### [Compito]
Per favore, riscrivi tutto da "Where can the cathedral bell" fino alla fine delle voci, sostituendo "pine tree" con "fir tree" e lasciando invariato tutto il resto.

[Voci di dataset sulla posizione degli oggetti]
+===+

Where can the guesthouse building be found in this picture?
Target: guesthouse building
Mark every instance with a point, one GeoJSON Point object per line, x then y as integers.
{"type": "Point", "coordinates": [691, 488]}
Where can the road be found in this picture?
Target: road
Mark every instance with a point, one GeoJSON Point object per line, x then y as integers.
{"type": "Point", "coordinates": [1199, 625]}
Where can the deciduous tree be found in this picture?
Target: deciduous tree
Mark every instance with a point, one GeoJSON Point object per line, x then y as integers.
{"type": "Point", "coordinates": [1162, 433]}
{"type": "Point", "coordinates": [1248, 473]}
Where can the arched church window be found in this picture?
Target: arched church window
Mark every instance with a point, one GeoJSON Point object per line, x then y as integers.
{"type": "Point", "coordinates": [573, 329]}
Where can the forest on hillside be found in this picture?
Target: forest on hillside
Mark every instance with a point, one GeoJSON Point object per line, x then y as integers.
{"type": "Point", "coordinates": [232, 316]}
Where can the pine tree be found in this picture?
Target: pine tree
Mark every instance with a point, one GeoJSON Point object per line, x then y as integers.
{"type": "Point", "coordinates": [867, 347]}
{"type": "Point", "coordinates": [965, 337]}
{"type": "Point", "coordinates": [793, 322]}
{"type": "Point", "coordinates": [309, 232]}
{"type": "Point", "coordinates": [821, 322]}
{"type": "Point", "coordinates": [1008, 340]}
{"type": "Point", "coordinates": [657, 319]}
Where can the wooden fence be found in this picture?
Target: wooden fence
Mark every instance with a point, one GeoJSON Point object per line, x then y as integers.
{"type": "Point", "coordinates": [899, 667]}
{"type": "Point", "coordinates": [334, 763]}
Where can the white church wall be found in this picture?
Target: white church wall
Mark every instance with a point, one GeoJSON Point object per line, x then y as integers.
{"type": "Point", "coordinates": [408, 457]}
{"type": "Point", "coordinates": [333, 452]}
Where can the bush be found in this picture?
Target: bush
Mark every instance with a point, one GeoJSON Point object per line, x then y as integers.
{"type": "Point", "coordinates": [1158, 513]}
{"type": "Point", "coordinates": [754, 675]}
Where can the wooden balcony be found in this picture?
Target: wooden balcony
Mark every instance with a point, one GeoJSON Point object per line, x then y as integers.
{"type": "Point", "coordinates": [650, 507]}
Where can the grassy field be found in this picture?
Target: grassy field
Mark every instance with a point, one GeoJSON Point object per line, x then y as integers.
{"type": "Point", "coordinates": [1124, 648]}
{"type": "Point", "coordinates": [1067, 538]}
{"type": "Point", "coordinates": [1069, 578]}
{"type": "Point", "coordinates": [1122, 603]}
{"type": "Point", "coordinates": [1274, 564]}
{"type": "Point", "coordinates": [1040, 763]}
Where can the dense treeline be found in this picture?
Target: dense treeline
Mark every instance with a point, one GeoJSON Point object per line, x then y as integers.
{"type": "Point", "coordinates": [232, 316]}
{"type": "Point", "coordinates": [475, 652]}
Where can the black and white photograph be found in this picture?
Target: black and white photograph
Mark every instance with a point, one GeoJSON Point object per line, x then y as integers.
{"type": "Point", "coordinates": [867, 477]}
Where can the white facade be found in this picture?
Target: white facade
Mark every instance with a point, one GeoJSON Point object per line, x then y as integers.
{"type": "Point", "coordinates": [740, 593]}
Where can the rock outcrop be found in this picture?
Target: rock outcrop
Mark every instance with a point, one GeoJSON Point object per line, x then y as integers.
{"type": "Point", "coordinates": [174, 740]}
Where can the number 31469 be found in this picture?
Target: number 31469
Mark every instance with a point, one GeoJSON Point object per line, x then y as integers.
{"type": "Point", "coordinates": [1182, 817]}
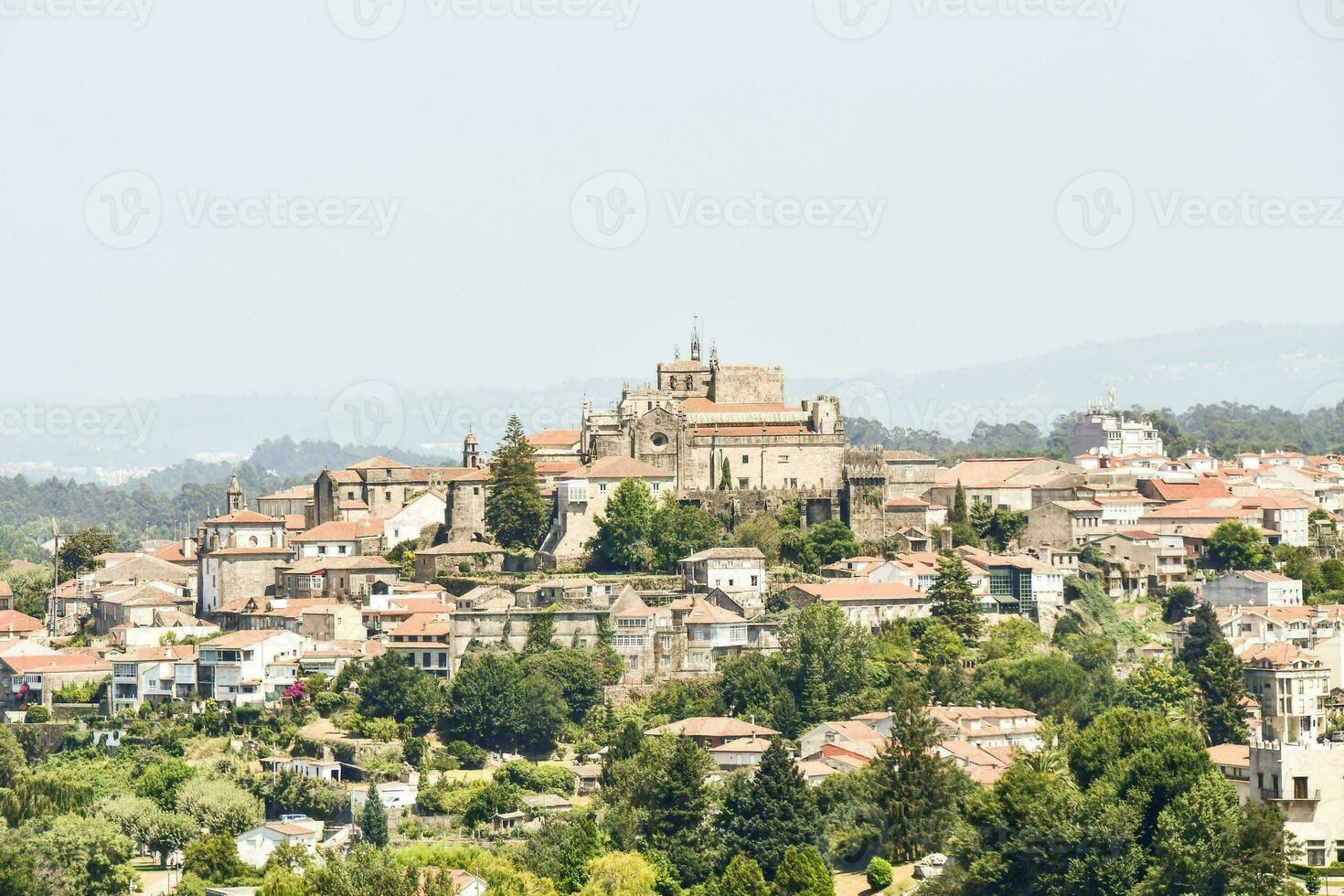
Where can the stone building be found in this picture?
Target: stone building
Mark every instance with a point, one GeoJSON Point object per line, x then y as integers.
{"type": "Point", "coordinates": [705, 422]}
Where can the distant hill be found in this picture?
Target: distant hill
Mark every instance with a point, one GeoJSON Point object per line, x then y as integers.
{"type": "Point", "coordinates": [1290, 367]}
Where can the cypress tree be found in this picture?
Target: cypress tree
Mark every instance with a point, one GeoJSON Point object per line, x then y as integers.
{"type": "Point", "coordinates": [953, 598]}
{"type": "Point", "coordinates": [768, 813]}
{"type": "Point", "coordinates": [372, 822]}
{"type": "Point", "coordinates": [743, 878]}
{"type": "Point", "coordinates": [517, 515]}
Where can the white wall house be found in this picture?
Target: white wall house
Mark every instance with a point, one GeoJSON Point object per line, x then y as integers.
{"type": "Point", "coordinates": [1253, 589]}
{"type": "Point", "coordinates": [251, 667]}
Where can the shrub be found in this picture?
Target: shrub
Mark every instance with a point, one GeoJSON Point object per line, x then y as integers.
{"type": "Point", "coordinates": [538, 779]}
{"type": "Point", "coordinates": [880, 873]}
{"type": "Point", "coordinates": [465, 753]}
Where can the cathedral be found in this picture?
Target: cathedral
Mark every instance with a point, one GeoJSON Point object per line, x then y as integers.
{"type": "Point", "coordinates": [715, 427]}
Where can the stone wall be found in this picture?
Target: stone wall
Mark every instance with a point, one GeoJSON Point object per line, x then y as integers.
{"type": "Point", "coordinates": [748, 386]}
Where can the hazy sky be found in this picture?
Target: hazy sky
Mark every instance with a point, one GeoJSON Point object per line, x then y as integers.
{"type": "Point", "coordinates": [826, 200]}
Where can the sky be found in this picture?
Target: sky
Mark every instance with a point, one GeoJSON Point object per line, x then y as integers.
{"type": "Point", "coordinates": [283, 197]}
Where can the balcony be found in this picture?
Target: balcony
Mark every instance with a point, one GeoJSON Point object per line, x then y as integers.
{"type": "Point", "coordinates": [1309, 797]}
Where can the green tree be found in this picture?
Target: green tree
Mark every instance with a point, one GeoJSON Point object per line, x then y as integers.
{"type": "Point", "coordinates": [765, 813]}
{"type": "Point", "coordinates": [803, 872]}
{"type": "Point", "coordinates": [162, 779]}
{"type": "Point", "coordinates": [824, 658]}
{"type": "Point", "coordinates": [918, 792]}
{"type": "Point", "coordinates": [517, 515]}
{"type": "Point", "coordinates": [765, 534]}
{"type": "Point", "coordinates": [743, 878]}
{"type": "Point", "coordinates": [620, 875]}
{"type": "Point", "coordinates": [958, 506]}
{"type": "Point", "coordinates": [621, 540]}
{"type": "Point", "coordinates": [372, 821]}
{"type": "Point", "coordinates": [214, 859]}
{"type": "Point", "coordinates": [78, 549]}
{"type": "Point", "coordinates": [1200, 635]}
{"type": "Point", "coordinates": [880, 873]}
{"type": "Point", "coordinates": [1234, 546]}
{"type": "Point", "coordinates": [1160, 687]}
{"type": "Point", "coordinates": [1180, 602]}
{"type": "Point", "coordinates": [540, 633]}
{"type": "Point", "coordinates": [831, 540]}
{"type": "Point", "coordinates": [219, 805]}
{"type": "Point", "coordinates": [86, 856]}
{"type": "Point", "coordinates": [677, 531]}
{"type": "Point", "coordinates": [952, 598]}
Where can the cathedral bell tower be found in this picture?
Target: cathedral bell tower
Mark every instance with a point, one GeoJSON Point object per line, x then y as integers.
{"type": "Point", "coordinates": [235, 495]}
{"type": "Point", "coordinates": [471, 453]}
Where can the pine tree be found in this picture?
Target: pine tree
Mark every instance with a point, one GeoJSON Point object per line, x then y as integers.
{"type": "Point", "coordinates": [1201, 633]}
{"type": "Point", "coordinates": [540, 633]}
{"type": "Point", "coordinates": [1220, 678]}
{"type": "Point", "coordinates": [804, 873]}
{"type": "Point", "coordinates": [953, 598]}
{"type": "Point", "coordinates": [958, 506]}
{"type": "Point", "coordinates": [917, 790]}
{"type": "Point", "coordinates": [743, 878]}
{"type": "Point", "coordinates": [768, 813]}
{"type": "Point", "coordinates": [372, 822]}
{"type": "Point", "coordinates": [517, 515]}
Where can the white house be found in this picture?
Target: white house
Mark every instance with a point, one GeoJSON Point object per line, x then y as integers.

+===+

### [Risultato]
Where can the cathedral bell tower be found in this picture?
Target: cathedral bell tower
Mark every instance with a point, one GeoJSON Point object per line, x then y as integers.
{"type": "Point", "coordinates": [235, 495]}
{"type": "Point", "coordinates": [471, 453]}
Where can the fir tree be found in this picture?
Target: fir tree
Mark every instance with a point, one GeoJSON Point object per line, x then y as integers.
{"type": "Point", "coordinates": [1201, 633]}
{"type": "Point", "coordinates": [540, 633]}
{"type": "Point", "coordinates": [1220, 678]}
{"type": "Point", "coordinates": [804, 873]}
{"type": "Point", "coordinates": [953, 598]}
{"type": "Point", "coordinates": [958, 506]}
{"type": "Point", "coordinates": [917, 790]}
{"type": "Point", "coordinates": [743, 878]}
{"type": "Point", "coordinates": [768, 813]}
{"type": "Point", "coordinates": [372, 822]}
{"type": "Point", "coordinates": [517, 515]}
Where can the white house be found in this picture?
Target: white house
Mark every instance with a point, one GeoJSON Point object per line, x then y as integers.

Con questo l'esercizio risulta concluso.